[Extract provided]:
┄┄┄┄┄┄┄┄┄┄┄┄┄┄┄┄┄┄┄┄
Monday, February 1, 2016

R12 concurrent manager troubleshooting

Concurrent manages may not work properly due to different reasons.  To check if any concurrent jobs are running, run script afcmrrq.sql at $FND_TOP/sql. See Doc ID 2089560.6 (How To Tell If Concurrent Managers For A Particular SID Are Running) for other scripts.

1. After instance refresh or clone, concurrent managers fail to start.
When old (or source) server info is still saved in the database tables, concurrent managers get confused and will not start properly, even after below two lines to clean source info before running adconfig on database server:
$ sqlplus apps/passwd
SQL> @cmclean.sql         ( <= only before R12.2 )
SQL> EXEC FND_CONC_CLONE.SETUP_CLEAN;
SQL> commit;

SQL> select * from fnd_nodes;   (shall have 0 row. But one row after DBA runs adconfig script)
SQL> select unique(node_name) from fnd_concurrent_queues;
SQL> select * from fnd_concurrent_processes;
SQL> select * from fnd_conflicts_domain;

I saw message lines in log files under $APPLCSF/log:
CONC-SM TNS FAIL
Routine AFPEIM encountered an error while starting concurrent manager FNDSCH with library $APPL_TOP/fnd/12.0.0/bin/FNDSCH.
┄┄┄┄┄┄┄┄┄┄┄┄┄┄┄┄┄┄┄┄
[Provided material]:
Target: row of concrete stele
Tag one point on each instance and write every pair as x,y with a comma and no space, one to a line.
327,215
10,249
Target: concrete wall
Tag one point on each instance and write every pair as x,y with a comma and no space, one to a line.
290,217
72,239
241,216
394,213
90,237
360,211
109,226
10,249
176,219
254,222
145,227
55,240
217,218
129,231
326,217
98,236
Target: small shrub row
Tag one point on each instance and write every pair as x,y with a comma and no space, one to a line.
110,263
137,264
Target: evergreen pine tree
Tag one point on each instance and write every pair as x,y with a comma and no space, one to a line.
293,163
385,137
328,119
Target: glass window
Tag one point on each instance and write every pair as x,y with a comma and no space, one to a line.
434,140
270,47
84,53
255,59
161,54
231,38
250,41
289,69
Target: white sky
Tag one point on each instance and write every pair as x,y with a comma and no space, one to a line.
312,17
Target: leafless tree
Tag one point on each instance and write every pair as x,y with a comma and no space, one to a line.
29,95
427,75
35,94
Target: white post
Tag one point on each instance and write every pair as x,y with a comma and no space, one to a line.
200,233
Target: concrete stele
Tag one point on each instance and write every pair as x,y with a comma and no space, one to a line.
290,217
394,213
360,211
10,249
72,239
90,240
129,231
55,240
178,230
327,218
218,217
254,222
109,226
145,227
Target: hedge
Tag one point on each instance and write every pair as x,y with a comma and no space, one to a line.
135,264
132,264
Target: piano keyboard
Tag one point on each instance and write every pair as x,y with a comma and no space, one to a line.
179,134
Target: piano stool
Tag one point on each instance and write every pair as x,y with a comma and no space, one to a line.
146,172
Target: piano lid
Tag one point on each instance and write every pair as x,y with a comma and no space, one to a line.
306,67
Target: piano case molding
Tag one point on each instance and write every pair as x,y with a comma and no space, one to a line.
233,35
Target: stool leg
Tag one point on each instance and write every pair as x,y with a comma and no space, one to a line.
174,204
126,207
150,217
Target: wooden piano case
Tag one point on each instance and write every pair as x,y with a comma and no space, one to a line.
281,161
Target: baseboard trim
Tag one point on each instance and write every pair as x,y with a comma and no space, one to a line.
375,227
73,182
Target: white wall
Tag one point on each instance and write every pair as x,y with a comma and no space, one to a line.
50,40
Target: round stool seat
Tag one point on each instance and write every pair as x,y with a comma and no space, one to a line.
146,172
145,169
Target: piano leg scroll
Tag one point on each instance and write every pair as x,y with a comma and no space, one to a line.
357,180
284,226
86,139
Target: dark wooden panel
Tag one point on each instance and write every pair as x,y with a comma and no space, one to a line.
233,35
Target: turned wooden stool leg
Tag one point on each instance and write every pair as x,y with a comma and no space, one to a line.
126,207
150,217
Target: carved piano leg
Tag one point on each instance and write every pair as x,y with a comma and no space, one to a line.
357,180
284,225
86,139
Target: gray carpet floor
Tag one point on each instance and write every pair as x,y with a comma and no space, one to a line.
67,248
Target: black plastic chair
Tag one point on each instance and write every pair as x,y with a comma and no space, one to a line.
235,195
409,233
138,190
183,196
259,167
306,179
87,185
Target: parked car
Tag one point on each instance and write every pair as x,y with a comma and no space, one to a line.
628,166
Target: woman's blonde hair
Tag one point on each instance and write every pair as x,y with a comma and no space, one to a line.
┄┄┄┄┄┄┄┄┄┄┄┄┄┄┄┄┄┄┄┄
[Tasks for this exercise]:
a. In the concurrent manager troubleshooting post, which script at $FND_TOP/sql checks whether any concurrent jobs are running?
b. From the concurrent manager troubleshooting post, copy out word for word the passage that starts with "Concurrent manages may" and goes on through "for other scripts.".

[Answers to the exercises]:
a. afcmrrq.sql

b.
Concurrent manages may not work properly due to different reasons.  To check if any concurrent jobs are running, run script afcmrrq.sql at $FND_TOP/sql. See Doc ID 2089560.6 (How To Tell If Concurrent Managers For A Particular SID Are Running) for other scripts.